(SET TASK)
Render every line of the items below as a Markdown table with two columns, Row and Line, numbering each row and leaving out blank lines.

────────────────────────────────────────

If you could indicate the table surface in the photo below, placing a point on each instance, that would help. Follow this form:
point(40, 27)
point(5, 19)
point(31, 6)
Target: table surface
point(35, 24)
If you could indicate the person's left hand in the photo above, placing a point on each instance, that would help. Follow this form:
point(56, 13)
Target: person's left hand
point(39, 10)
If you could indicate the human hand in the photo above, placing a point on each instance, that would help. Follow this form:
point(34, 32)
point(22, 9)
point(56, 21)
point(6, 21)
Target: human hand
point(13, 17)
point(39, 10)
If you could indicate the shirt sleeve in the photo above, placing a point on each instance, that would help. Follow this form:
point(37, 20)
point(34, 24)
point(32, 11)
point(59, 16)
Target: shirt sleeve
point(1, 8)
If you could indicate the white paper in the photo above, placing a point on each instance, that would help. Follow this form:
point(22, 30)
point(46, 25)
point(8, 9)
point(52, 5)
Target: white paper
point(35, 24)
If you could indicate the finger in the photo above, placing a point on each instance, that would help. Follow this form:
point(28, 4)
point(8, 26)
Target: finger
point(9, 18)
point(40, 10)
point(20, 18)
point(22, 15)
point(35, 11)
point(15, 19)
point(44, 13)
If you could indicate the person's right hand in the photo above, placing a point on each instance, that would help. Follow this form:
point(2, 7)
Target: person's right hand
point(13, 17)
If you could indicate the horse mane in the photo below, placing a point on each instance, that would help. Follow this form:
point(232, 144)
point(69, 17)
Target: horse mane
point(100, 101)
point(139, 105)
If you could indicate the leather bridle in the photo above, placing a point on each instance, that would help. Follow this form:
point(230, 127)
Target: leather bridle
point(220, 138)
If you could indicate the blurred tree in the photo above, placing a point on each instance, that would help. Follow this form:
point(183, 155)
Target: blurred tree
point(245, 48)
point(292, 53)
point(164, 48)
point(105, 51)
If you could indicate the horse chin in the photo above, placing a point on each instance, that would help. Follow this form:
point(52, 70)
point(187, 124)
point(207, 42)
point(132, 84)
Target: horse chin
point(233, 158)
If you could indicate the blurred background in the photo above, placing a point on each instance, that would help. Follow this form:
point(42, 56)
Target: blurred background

────────────────────────────────────────

(RESULT FOR THIS TASK)
| Row | Line |
|---|---|
| 1 | If you could indicate the table surface in the photo below, placing a point on each instance, that would help. Follow this form: |
| 2 | point(40, 27) |
| 3 | point(5, 19) |
| 4 | point(31, 6) |
| 5 | Target: table surface |
| 6 | point(35, 24) |
| 7 | If you could indicate the person's left hand in the photo above, placing a point on each instance, that would help. Follow this form: |
| 8 | point(56, 13) |
| 9 | Target: person's left hand |
| 10 | point(39, 10) |
| 11 | If you could indicate the human hand in the photo above, placing a point on each instance, that would help. Follow this form: |
| 12 | point(34, 32) |
| 13 | point(22, 9) |
| 14 | point(56, 21) |
| 15 | point(6, 21) |
| 16 | Target: human hand |
| 17 | point(13, 17) |
| 18 | point(39, 10) |
| 19 | If you could indicate the shirt sleeve in the photo above, placing a point on each instance, that would help. Follow this form: |
| 20 | point(37, 20) |
| 21 | point(34, 24) |
| 22 | point(32, 11) |
| 23 | point(59, 16) |
| 24 | Target: shirt sleeve |
| 25 | point(1, 8) |
| 26 | If you could indicate the white paper in the photo above, placing a point on each instance, that would help. Follow this form: |
| 27 | point(22, 30) |
| 28 | point(46, 25) |
| 29 | point(8, 9) |
| 30 | point(52, 5) |
| 31 | Target: white paper |
| 32 | point(35, 24) |
| 33 | If you could indicate the finger in the photo above, placing a point on each instance, that would help. Follow this form: |
| 34 | point(28, 4) |
| 35 | point(8, 26) |
| 36 | Target: finger |
| 37 | point(9, 18) |
| 38 | point(40, 10) |
| 39 | point(20, 18) |
| 40 | point(22, 15) |
| 41 | point(35, 11) |
| 42 | point(15, 19) |
| 43 | point(44, 13) |
| 44 | If you could indicate the person's right hand in the photo above, placing a point on each instance, that would help. Follow this form: |
| 45 | point(2, 7) |
| 46 | Target: person's right hand |
| 47 | point(13, 17) |
| 48 | If you could indicate the horse mane in the photo below, placing a point on each instance, that would help. Follow this form: |
| 49 | point(232, 144) |
| 50 | point(69, 17) |
| 51 | Target: horse mane |
| 52 | point(100, 101) |
| 53 | point(139, 105) |
| 54 | If you could indicate the leather bridle in the photo above, placing a point on each instance, that would help. Follow this form: |
| 55 | point(230, 127) |
| 56 | Target: leather bridle |
| 57 | point(220, 138) |
| 58 | If you could indicate the blurred tree in the photo above, placing a point on each instance, that would help. Follow this form: |
| 59 | point(183, 155) |
| 60 | Target: blurred tree |
| 61 | point(245, 48) |
| 62 | point(292, 53) |
| 63 | point(164, 48) |
| 64 | point(105, 51) |
| 65 | If you could indicate the horse chin in the photo above, placing a point on each instance, that would help. Follow this form: |
| 66 | point(52, 70) |
| 67 | point(187, 124) |
| 68 | point(207, 42) |
| 69 | point(132, 84) |
| 70 | Target: horse chin |
| 71 | point(233, 158) |
| 72 | If you could indicate the blurred background in the photo above, placing a point on each instance, that would help. Follow this form: |
| 73 | point(42, 56) |
| 74 | Target: blurred background |